* **What you are asked to do**: The required result is the number of lines in this material containing the word "door". Write that number and no other text.

═══ Data provided ═══

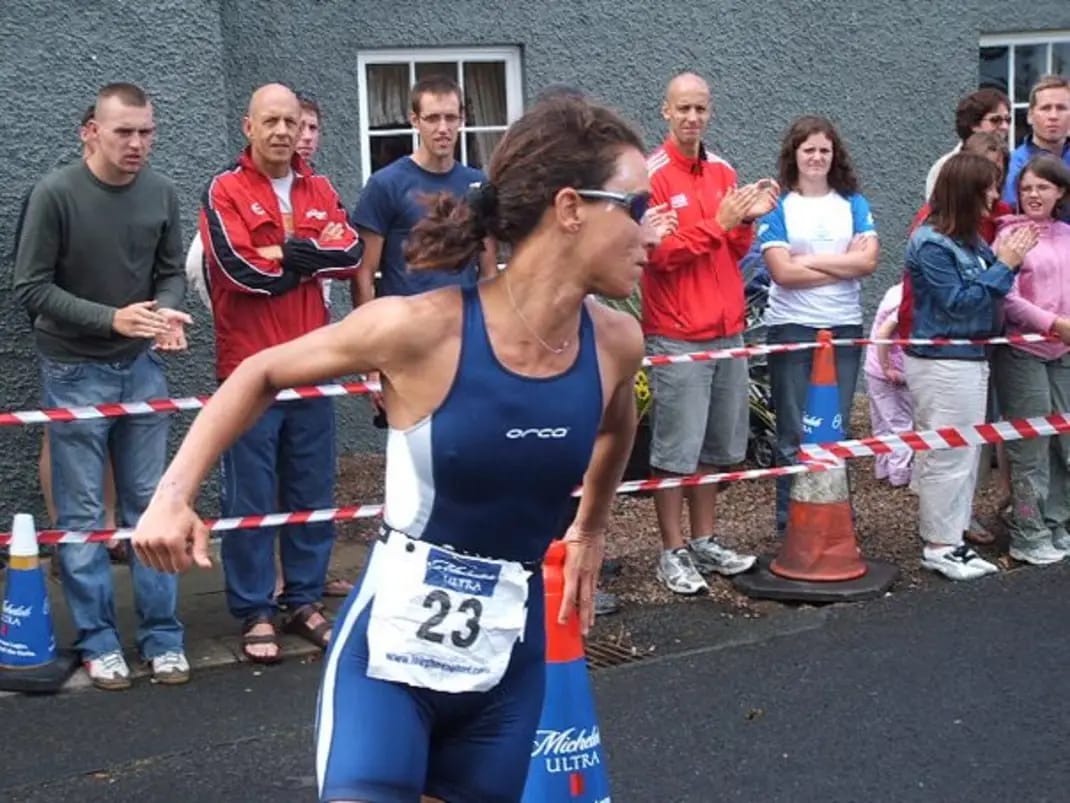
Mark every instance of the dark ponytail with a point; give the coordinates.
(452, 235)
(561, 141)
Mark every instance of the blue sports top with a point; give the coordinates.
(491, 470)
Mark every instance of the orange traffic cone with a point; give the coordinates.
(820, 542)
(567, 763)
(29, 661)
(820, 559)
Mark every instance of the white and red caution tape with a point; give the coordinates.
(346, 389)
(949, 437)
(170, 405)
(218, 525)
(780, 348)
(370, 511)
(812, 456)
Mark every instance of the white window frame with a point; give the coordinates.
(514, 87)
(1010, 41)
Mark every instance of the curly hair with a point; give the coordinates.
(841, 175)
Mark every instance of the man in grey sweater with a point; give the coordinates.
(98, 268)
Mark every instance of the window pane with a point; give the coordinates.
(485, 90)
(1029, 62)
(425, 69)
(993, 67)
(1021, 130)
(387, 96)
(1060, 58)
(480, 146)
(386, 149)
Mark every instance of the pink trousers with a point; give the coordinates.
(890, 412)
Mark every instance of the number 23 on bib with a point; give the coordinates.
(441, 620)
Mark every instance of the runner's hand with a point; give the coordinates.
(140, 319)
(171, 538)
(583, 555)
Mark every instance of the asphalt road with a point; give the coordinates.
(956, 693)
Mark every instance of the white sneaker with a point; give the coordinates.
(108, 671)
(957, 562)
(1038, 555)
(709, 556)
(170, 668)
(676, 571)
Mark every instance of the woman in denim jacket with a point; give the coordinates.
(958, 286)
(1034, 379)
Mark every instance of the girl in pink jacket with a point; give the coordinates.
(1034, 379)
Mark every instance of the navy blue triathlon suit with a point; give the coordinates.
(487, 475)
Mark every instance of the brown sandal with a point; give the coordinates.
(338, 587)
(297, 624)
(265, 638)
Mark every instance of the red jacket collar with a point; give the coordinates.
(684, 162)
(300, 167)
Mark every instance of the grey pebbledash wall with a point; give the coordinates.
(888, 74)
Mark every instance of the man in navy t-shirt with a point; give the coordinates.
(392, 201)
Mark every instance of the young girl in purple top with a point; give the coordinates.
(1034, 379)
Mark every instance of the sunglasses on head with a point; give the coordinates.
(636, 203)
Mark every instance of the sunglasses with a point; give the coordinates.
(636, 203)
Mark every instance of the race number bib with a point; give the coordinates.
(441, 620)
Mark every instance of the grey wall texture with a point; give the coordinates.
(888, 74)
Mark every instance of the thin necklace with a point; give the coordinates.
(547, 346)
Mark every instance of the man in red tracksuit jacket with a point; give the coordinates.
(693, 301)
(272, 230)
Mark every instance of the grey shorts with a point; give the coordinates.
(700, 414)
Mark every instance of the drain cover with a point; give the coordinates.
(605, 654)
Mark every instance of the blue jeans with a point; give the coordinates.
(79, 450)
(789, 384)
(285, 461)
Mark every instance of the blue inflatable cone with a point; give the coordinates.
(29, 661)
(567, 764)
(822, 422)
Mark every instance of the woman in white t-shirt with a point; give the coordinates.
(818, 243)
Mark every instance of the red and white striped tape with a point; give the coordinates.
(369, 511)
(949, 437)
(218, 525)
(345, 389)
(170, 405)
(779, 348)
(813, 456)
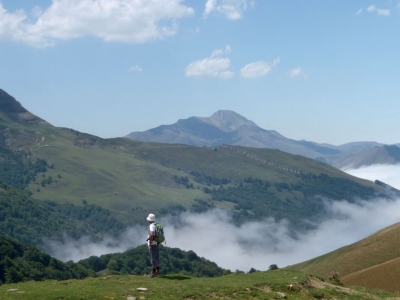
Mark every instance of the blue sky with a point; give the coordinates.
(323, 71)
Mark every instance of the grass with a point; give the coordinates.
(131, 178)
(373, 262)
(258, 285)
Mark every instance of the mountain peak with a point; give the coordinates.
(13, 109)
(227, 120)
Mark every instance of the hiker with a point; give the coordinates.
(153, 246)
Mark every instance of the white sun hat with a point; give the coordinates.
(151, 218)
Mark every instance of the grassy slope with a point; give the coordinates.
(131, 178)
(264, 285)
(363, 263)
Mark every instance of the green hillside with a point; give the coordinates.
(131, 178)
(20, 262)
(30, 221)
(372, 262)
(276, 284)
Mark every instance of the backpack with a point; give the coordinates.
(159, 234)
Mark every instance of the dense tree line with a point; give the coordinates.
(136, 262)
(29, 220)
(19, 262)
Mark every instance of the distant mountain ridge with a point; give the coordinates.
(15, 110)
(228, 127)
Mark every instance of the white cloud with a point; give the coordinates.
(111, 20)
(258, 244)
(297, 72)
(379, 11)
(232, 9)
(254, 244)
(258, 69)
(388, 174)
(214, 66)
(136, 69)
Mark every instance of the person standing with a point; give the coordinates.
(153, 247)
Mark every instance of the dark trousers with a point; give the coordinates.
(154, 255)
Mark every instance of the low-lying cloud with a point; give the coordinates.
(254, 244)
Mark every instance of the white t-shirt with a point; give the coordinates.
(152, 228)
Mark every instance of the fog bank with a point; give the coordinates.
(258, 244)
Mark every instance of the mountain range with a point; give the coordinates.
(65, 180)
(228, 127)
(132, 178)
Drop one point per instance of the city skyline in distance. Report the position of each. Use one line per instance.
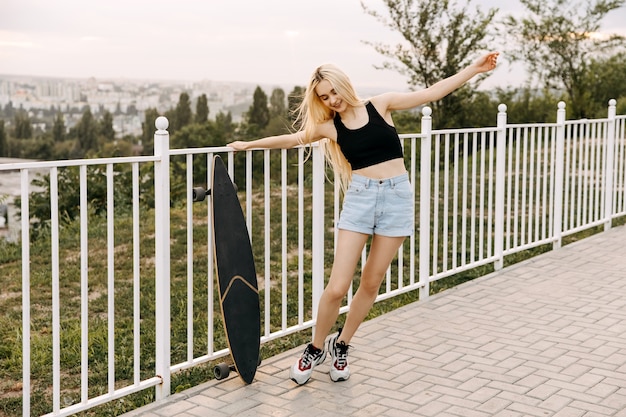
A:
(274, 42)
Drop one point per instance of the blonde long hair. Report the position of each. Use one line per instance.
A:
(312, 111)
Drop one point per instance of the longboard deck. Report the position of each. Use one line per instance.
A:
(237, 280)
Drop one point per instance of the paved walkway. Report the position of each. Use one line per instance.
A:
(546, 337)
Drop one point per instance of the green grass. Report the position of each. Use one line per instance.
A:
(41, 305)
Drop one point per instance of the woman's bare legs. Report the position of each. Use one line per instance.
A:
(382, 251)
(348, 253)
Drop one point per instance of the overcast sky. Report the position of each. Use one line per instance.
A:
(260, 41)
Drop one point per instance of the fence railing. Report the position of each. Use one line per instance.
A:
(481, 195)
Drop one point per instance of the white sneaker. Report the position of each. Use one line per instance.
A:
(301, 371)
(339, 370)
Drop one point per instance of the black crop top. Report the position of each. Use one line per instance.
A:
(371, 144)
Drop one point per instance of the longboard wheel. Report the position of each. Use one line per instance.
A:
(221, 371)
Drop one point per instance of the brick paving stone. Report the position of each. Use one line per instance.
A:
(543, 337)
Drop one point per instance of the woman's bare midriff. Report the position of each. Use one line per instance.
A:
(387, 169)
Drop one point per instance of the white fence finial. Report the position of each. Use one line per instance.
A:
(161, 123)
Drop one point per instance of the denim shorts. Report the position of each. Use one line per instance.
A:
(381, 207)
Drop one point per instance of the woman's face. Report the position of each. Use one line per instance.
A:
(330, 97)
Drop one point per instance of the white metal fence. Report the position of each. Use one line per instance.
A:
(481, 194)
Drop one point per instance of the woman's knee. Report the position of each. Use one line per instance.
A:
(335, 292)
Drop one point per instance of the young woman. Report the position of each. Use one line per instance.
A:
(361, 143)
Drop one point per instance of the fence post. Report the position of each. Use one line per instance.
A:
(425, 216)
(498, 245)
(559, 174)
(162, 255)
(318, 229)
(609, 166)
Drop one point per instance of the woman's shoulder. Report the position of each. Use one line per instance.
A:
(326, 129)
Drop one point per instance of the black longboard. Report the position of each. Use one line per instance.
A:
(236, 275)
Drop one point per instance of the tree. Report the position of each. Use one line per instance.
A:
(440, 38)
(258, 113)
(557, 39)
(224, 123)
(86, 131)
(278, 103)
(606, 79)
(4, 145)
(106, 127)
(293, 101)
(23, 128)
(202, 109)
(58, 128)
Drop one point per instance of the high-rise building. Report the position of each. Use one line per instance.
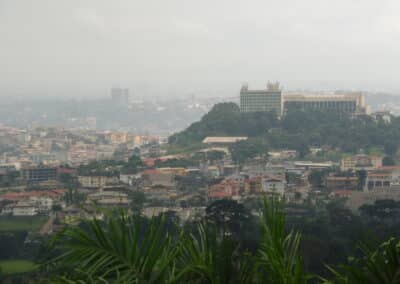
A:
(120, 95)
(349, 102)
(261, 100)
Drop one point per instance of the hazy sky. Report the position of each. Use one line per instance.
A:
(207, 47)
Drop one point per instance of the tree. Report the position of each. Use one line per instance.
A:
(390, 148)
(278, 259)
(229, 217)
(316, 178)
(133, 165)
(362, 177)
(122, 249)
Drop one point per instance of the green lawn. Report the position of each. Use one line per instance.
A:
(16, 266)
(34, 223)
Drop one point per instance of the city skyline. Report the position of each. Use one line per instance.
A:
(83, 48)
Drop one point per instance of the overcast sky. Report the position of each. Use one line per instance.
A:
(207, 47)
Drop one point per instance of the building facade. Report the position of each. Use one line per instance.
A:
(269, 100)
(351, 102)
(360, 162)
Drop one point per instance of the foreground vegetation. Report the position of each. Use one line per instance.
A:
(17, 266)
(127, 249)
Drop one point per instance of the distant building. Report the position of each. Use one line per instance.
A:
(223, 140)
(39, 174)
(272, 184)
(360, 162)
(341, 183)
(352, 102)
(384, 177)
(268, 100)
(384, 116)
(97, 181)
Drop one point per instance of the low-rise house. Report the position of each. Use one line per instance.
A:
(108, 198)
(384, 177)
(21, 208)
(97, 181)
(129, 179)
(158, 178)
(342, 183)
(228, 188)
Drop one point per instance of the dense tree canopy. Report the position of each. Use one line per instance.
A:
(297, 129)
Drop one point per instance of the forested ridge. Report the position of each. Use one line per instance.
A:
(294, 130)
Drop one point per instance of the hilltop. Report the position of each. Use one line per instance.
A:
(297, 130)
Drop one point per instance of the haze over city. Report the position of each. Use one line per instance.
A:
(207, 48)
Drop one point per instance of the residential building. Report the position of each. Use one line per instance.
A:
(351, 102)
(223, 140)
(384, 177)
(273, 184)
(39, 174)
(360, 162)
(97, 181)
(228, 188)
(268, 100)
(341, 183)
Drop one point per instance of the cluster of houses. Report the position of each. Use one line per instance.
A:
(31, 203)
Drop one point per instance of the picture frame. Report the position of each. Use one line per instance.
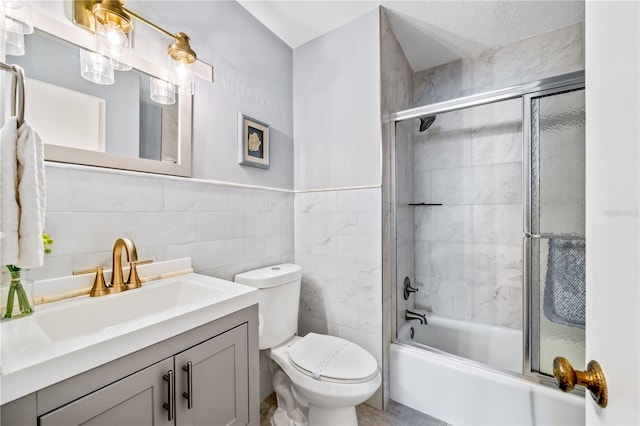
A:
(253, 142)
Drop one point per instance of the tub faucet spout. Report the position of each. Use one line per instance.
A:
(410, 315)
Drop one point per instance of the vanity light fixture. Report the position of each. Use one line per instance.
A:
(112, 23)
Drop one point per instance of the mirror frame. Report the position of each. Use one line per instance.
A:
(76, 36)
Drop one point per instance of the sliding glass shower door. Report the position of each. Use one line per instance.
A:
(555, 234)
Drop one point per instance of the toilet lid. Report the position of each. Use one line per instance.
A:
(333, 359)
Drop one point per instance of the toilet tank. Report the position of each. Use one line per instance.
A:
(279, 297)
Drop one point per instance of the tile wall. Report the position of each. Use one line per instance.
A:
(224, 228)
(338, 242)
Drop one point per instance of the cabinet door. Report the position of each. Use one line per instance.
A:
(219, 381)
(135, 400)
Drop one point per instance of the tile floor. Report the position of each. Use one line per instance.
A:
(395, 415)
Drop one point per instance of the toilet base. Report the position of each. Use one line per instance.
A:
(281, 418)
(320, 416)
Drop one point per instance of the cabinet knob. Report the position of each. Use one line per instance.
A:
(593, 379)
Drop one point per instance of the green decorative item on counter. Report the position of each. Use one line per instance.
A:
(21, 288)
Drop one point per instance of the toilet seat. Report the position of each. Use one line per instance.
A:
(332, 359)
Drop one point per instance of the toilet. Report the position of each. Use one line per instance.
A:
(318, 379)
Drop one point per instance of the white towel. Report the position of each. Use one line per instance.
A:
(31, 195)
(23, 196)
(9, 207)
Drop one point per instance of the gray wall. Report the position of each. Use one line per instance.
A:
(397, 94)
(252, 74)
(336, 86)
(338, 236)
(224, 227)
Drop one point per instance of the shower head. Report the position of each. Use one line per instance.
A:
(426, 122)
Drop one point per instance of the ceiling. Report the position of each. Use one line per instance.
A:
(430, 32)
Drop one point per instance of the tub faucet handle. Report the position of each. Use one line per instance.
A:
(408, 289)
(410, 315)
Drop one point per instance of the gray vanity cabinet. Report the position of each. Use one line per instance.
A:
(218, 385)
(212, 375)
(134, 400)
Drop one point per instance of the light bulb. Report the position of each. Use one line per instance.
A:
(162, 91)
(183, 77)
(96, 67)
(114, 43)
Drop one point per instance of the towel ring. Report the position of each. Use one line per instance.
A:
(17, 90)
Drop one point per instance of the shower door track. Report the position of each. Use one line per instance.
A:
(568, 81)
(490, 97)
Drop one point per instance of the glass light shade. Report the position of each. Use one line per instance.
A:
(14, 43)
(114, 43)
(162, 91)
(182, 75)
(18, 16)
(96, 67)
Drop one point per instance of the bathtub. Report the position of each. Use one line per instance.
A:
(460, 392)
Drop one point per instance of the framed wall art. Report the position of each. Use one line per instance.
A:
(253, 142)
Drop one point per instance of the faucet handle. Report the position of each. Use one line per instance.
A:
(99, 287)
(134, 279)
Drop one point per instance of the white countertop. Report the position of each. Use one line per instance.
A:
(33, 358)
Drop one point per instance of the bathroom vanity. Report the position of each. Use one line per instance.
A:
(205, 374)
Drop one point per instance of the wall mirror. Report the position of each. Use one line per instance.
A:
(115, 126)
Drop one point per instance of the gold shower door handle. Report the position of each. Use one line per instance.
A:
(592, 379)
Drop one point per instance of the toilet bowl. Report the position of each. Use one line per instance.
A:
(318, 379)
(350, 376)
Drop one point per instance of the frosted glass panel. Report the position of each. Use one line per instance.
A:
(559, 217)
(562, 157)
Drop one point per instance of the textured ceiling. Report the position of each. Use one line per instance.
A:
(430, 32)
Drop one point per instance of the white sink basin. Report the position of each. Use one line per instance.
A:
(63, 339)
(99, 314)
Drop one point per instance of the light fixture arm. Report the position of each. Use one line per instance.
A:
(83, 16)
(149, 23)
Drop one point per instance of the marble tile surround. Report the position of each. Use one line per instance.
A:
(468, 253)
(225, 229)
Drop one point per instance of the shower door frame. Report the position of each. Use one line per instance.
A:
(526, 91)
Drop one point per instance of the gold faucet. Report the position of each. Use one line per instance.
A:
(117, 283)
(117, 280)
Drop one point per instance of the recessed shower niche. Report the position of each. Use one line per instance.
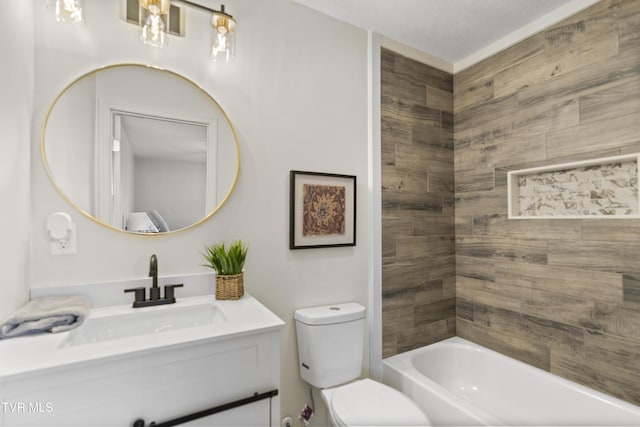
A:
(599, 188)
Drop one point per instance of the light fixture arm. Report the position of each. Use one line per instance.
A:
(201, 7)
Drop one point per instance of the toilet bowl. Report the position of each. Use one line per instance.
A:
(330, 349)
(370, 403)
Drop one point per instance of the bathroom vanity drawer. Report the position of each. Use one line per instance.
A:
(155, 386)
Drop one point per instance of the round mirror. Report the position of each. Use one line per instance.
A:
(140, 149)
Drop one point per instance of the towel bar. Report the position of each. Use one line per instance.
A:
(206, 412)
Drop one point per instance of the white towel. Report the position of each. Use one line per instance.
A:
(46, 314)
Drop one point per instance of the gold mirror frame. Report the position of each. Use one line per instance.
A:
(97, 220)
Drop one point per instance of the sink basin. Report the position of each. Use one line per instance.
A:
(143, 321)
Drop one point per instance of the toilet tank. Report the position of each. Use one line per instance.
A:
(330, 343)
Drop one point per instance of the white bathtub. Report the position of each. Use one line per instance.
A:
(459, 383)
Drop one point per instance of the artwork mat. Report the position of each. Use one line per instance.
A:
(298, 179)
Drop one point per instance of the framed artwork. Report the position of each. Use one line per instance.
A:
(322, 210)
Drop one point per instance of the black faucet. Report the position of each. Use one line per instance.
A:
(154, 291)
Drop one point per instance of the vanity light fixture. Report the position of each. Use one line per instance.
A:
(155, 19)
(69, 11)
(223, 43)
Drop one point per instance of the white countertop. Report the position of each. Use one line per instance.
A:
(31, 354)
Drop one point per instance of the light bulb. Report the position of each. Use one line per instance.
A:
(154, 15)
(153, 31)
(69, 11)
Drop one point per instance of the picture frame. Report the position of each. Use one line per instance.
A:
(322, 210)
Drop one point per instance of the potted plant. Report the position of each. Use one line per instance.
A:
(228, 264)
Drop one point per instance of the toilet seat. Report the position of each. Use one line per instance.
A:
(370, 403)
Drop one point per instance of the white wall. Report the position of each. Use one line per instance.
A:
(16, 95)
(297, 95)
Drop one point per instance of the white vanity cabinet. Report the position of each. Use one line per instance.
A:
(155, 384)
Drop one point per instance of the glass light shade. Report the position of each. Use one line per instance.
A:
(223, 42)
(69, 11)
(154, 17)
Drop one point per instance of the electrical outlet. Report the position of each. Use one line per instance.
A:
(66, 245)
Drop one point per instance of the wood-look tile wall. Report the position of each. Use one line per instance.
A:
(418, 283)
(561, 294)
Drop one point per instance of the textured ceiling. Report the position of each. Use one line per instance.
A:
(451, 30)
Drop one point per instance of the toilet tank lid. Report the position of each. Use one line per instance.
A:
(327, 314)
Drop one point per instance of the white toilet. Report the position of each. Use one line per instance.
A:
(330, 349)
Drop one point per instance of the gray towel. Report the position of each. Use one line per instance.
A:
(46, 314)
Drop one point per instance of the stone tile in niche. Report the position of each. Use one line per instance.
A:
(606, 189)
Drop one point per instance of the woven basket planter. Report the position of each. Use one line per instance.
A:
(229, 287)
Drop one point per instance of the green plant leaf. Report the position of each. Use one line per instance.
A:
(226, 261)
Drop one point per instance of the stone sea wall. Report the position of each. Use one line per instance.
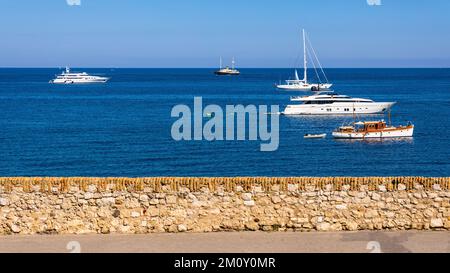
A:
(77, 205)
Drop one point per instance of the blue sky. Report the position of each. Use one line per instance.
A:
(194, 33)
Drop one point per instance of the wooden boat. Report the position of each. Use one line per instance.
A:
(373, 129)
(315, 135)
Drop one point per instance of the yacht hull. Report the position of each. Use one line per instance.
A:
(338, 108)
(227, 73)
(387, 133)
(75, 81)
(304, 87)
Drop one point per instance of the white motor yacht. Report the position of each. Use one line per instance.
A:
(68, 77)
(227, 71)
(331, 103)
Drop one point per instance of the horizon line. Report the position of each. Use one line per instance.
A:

═══

* **Exercise result**: 5